▶ **INFORMATION PROVIDED**:
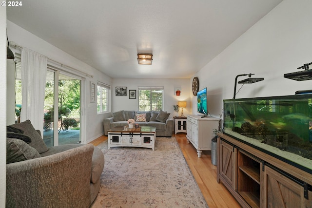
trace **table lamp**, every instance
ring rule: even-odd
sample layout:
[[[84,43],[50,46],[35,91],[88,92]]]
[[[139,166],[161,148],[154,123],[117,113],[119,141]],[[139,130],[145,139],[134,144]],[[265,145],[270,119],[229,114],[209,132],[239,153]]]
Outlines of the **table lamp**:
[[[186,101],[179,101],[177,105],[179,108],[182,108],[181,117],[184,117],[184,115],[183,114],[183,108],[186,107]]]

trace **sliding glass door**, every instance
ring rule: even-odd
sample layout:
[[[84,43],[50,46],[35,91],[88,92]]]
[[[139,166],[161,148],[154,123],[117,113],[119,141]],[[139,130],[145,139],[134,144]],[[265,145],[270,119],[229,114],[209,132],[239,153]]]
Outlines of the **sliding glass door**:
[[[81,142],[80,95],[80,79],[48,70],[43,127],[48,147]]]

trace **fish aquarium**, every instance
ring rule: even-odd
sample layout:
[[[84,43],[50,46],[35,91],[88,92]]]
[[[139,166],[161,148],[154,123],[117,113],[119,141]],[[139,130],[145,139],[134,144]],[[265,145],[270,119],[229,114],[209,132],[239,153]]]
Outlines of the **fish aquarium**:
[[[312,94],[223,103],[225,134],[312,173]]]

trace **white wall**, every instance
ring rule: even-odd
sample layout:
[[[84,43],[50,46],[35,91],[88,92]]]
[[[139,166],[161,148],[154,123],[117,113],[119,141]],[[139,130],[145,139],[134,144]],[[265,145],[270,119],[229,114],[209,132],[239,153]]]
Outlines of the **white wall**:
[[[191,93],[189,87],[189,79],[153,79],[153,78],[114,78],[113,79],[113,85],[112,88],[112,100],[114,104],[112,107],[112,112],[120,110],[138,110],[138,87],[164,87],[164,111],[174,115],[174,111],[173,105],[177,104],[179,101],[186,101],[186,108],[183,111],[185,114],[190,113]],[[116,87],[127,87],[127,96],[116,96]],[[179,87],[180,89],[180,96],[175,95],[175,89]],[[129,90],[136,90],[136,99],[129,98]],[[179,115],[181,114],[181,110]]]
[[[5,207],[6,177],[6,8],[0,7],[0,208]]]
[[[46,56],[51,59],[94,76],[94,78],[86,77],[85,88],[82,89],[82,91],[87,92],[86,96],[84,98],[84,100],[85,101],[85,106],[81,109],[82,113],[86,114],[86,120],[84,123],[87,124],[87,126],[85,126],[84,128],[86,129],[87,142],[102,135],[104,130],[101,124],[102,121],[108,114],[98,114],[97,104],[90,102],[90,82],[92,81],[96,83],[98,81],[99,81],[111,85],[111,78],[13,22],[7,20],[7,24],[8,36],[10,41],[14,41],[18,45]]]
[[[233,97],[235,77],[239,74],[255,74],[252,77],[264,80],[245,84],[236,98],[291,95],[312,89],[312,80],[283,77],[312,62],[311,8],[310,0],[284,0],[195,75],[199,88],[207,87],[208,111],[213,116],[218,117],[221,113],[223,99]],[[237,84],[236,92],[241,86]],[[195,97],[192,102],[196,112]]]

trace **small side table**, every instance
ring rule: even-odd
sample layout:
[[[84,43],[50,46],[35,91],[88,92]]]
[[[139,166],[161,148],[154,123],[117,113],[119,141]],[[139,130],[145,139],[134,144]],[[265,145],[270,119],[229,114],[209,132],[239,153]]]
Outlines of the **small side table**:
==
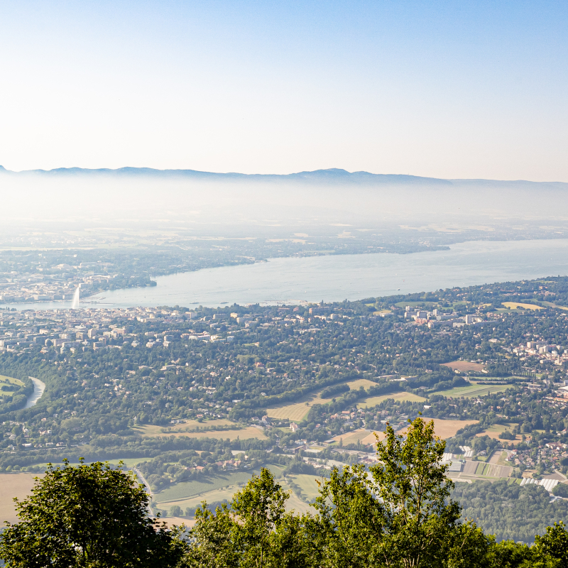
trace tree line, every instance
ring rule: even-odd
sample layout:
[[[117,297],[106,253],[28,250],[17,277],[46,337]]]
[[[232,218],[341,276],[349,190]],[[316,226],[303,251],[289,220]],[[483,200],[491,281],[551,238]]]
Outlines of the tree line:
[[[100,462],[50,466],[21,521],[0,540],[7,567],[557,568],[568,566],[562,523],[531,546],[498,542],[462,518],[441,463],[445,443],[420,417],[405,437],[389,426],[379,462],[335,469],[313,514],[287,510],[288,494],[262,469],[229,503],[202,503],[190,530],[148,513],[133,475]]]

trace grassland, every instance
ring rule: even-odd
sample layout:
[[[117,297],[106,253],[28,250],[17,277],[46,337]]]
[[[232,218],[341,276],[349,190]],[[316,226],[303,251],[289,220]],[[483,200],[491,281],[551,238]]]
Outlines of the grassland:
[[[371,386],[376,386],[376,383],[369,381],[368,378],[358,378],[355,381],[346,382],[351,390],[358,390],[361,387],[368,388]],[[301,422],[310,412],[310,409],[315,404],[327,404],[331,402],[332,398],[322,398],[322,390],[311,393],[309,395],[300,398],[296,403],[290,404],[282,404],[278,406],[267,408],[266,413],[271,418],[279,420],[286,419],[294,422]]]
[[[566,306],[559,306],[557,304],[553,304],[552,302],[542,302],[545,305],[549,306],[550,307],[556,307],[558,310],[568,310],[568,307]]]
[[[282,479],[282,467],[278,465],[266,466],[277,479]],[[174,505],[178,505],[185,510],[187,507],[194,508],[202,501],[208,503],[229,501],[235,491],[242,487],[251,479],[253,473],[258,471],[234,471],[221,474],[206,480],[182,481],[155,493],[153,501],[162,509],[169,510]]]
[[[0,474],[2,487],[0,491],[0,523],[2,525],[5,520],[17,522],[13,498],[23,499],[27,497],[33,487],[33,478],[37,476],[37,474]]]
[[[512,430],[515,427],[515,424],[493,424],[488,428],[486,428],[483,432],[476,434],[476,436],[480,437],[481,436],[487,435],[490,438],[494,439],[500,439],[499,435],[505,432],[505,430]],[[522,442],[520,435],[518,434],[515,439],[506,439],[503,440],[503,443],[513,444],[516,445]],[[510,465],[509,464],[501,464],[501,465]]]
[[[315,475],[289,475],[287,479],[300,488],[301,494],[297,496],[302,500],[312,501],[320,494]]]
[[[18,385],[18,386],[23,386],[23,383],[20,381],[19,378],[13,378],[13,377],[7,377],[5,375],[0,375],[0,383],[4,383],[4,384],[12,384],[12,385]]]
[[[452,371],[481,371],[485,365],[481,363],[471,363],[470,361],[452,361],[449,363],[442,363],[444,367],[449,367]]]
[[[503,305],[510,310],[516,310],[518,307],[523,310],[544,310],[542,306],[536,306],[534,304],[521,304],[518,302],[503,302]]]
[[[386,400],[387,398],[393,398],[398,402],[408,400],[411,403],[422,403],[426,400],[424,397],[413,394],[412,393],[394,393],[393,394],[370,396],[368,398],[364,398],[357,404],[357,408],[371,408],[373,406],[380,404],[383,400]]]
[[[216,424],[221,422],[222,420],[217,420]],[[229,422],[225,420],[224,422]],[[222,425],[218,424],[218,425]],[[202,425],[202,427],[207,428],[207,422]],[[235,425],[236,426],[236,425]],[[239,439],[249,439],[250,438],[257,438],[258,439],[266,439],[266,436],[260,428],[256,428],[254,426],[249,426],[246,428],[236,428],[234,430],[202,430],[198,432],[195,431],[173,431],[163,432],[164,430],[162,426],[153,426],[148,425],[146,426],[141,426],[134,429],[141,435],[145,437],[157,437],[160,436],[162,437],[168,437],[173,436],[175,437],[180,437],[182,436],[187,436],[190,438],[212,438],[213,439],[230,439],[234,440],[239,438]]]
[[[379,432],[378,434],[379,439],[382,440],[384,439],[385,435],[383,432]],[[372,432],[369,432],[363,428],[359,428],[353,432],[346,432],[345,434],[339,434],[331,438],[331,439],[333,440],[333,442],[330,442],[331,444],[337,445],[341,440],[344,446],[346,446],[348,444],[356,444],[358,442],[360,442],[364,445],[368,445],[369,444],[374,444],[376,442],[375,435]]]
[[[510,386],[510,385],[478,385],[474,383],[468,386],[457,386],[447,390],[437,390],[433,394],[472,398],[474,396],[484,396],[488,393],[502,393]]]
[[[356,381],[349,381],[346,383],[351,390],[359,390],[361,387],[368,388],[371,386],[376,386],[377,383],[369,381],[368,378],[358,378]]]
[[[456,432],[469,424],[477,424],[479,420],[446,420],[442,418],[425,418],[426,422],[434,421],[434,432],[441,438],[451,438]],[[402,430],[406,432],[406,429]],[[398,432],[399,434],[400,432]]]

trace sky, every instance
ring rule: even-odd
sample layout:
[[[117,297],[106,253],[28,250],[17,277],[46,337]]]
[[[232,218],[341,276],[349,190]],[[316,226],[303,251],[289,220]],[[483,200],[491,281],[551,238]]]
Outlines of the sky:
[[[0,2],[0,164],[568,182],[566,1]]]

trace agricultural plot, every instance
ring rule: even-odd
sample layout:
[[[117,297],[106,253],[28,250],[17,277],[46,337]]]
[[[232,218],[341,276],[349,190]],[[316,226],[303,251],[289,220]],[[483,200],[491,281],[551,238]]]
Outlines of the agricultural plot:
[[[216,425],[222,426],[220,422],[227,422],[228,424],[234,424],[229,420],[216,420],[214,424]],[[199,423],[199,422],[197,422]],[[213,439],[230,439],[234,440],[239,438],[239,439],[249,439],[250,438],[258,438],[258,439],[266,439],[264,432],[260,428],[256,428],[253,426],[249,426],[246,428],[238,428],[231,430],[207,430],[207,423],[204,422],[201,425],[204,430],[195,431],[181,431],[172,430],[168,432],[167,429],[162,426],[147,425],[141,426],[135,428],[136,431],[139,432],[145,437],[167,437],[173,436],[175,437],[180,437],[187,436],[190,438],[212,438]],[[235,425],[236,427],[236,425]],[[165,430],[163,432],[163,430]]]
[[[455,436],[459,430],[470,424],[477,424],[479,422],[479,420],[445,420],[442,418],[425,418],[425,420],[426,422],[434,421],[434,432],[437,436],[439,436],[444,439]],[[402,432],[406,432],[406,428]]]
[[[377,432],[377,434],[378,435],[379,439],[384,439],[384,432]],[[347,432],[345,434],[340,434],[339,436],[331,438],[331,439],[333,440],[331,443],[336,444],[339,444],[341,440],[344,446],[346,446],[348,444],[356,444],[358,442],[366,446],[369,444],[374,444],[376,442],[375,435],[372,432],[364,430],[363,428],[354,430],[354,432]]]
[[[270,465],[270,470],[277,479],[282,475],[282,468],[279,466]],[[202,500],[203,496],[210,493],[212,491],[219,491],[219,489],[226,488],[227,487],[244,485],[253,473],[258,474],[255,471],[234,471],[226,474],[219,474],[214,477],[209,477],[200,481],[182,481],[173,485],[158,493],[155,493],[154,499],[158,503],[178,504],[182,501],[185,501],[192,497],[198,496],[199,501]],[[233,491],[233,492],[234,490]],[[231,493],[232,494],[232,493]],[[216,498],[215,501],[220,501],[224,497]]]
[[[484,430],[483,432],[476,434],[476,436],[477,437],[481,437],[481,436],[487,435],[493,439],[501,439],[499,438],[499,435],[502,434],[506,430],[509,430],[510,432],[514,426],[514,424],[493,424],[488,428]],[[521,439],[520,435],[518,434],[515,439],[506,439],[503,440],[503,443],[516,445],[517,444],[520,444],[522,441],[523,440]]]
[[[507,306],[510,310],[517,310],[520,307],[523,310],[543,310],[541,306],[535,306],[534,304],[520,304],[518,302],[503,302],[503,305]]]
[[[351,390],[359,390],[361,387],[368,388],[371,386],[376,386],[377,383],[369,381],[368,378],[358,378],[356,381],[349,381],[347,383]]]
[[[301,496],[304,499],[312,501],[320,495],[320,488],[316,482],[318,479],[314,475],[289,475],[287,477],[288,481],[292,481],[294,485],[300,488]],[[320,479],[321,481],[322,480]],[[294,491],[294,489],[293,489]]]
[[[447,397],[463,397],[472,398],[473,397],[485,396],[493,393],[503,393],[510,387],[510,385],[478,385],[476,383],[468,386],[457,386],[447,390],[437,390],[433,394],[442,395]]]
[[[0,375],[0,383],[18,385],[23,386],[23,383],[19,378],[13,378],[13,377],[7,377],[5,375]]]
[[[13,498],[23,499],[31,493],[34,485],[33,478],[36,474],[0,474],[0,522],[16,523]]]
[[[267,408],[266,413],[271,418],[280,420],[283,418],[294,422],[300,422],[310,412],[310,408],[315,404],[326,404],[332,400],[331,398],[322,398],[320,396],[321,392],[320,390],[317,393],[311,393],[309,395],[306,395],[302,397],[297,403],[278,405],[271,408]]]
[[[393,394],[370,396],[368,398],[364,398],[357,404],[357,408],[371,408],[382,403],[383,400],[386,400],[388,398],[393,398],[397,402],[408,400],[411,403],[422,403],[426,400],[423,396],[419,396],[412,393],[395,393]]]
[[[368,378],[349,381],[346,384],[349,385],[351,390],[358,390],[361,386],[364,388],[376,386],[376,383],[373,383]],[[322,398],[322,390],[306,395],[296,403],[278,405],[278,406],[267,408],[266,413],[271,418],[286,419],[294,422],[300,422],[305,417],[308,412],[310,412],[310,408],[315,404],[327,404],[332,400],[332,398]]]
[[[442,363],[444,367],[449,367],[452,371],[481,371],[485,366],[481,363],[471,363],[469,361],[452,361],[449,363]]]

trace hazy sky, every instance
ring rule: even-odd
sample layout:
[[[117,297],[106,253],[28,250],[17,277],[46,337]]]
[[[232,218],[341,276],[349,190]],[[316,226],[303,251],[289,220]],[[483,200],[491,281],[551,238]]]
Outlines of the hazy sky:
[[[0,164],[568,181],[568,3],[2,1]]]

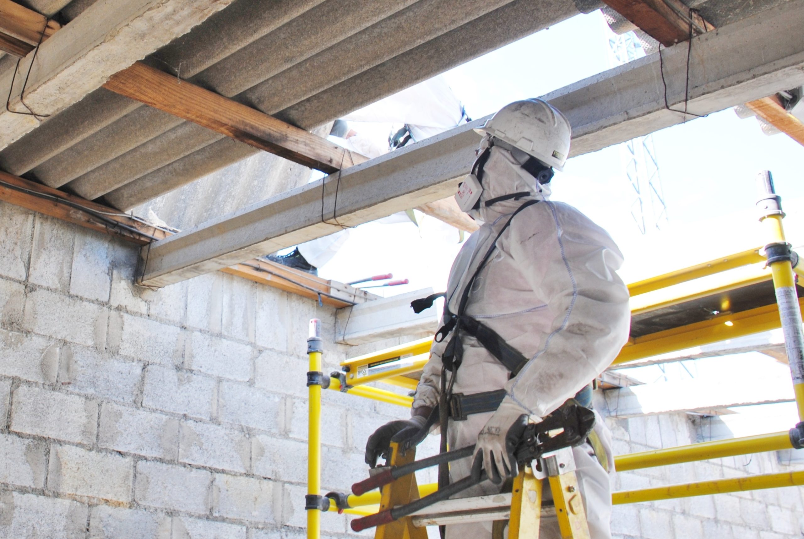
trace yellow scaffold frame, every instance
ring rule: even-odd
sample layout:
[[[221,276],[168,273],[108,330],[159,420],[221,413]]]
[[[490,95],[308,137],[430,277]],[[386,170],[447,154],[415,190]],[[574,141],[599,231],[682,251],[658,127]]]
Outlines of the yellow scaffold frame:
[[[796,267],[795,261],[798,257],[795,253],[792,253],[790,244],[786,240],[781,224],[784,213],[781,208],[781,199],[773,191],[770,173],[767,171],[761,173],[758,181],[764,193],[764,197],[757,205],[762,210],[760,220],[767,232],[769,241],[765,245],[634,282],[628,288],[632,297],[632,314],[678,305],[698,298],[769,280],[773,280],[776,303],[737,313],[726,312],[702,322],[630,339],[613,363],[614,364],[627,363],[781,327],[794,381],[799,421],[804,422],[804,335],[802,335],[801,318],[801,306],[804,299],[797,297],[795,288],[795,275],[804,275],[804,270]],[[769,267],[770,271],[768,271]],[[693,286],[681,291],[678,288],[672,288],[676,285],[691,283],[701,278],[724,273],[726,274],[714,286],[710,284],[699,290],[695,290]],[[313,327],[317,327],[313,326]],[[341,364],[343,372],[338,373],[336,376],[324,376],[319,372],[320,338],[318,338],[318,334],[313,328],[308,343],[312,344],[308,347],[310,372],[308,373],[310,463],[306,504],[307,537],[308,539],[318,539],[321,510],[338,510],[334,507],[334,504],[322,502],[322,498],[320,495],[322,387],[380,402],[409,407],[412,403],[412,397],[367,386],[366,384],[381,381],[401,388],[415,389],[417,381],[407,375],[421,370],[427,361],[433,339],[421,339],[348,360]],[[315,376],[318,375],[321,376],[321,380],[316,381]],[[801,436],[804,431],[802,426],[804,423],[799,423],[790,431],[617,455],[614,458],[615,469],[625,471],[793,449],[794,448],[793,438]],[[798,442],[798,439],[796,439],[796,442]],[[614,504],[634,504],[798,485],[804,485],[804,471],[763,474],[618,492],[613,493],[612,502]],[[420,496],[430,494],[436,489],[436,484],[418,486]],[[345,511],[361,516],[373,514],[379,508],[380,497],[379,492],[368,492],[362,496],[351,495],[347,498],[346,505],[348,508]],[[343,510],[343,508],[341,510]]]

▶ **INSTRUCTIONS TO FOLLOW**: Turn the data lines into a Markdown table with the columns "Row" and "Line", leaving out any blank lines. Begin at the line containing "trace **fish aquarium**, every instance" and continue through the line containing "[[[312,94],[223,103],[225,134],[312,173]]]", including both.

▶ **WORKED SOLUTION**:
| Row | Line |
|---|---|
| 1 | trace **fish aquarium**, every instance |
| 2 | ring rule: even-odd |
| 3 | sample layout: |
| 4 | [[[84,43],[50,46],[35,91],[88,92]]] |
| 5 | [[[139,166],[161,148],[154,123],[117,113],[119,141]],[[139,130],[145,139],[134,144]],[[265,145],[270,119],[229,114],[209,132],[239,153]]] |
| 6 | Outlines of the **fish aquarium**: |
| 7 | [[[312,94],[223,103],[225,134],[312,173]]] |